# [Text provided]
++++++++++

And so the New Year has rolled around. A year for finally sending down some roots. A year for laying the foundations for making something semi-permanent (or least, slightly less piecemeal) of myself. A year for getting around to some of those ambitions that never really made sense without a stable base of operations.

And a year for getting over the old black layout and … basically renovating my entire blog. Fear not (or alternatively… be appropriately afraid); I’ll still be documenting my adventures in ecumenical mischief with the same unjustifiable arrogance as ever. I just can’t really claim to be far from home anymore. That ship has sailed. And then come back.

This is also a year for doing something about the black hole of financial disasters that was 2009. I’ve set out budgets, planned my repayments and got everything categorised in nice neat boxes. This was an entirely unnatural process for me, so used to flying by the seat of my pants and touching the ground only long enough to take stock of my next leap and, on occasion, to repair the seat of my pants.

++++++++++

# [Supplied entries]
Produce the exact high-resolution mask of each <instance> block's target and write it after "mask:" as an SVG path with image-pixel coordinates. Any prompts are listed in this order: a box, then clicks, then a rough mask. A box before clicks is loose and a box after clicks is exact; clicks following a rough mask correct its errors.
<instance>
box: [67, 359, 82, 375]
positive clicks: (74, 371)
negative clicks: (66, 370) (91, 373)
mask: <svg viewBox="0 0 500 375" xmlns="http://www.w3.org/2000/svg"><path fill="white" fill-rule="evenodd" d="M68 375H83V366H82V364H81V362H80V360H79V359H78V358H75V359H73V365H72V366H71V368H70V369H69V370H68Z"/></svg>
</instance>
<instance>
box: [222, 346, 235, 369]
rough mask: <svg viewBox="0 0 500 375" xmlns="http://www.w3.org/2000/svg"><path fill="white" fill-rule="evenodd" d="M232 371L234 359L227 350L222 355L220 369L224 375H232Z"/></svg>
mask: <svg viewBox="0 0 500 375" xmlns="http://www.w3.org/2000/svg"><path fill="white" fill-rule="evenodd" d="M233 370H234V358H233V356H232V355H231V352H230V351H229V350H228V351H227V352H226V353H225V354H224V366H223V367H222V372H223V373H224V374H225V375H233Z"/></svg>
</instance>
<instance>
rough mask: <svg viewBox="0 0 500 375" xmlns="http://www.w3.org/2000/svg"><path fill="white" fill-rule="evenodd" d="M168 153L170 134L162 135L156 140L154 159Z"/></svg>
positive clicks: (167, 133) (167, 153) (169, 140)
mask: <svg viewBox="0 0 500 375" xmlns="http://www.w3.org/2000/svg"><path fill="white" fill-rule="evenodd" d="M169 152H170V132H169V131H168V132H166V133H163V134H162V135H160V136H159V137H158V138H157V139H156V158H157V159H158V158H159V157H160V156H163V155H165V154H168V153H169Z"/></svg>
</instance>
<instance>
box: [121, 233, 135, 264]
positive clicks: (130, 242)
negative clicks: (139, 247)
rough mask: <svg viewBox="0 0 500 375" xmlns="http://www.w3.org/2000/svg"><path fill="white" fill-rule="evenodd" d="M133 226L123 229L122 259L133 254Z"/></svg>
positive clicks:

++++++++++

# [Complete the following]
A – In the New Year blog post, what has the writer set out to deal with the financial disasters of 2009?
B – Write the next part of the New Year blog post, starting after its final sentence.
Nothing in the lines matters for what comes next.

# [Answers to each task]
A – Budgets

B –
I was feeling so unreasonably proud of myself that I must have upset the universe somehow. It seems to be an immutable fact of life that just when it looks like I can sort myself into some sort of rhythm and make some sort of progress, the universe bowls me a googly.

I was piloting the GSS Tarrdis home after celebrating New Year’s Eve in town. I had almost reached the outskirts of Palmerston and was reflecting on what a good run home I’d had. Not another car on the road, no pounding monsoonal downpours and no bastard in a four wheel drive tailgating me all the way along the highway. I didn’t even come across a breathalyser, despite us all having been assured by the police that they were going to check every single driver on New Year’s Eve. Darwin doesn’t have that many roads in and out, but apparently they couldn’t quite cover both of them. No sooner had I thought this than I ran headlong into a subspace anomaly.

Okay, it wasn’t so much a rift in space-time as it was some sort of animal. At the time, I believed it to be a dog, but closer inspection of the dent in my car suggested it may have been a hippo. Either way, there wasn’t much left of it after it stepped into my headlights as I approached at 100 km/h. I take some comfort in the knowledge that it was certainly killed instantly, and probably literally didn’t know what hit it. Shaken, but not stirred, I continued home.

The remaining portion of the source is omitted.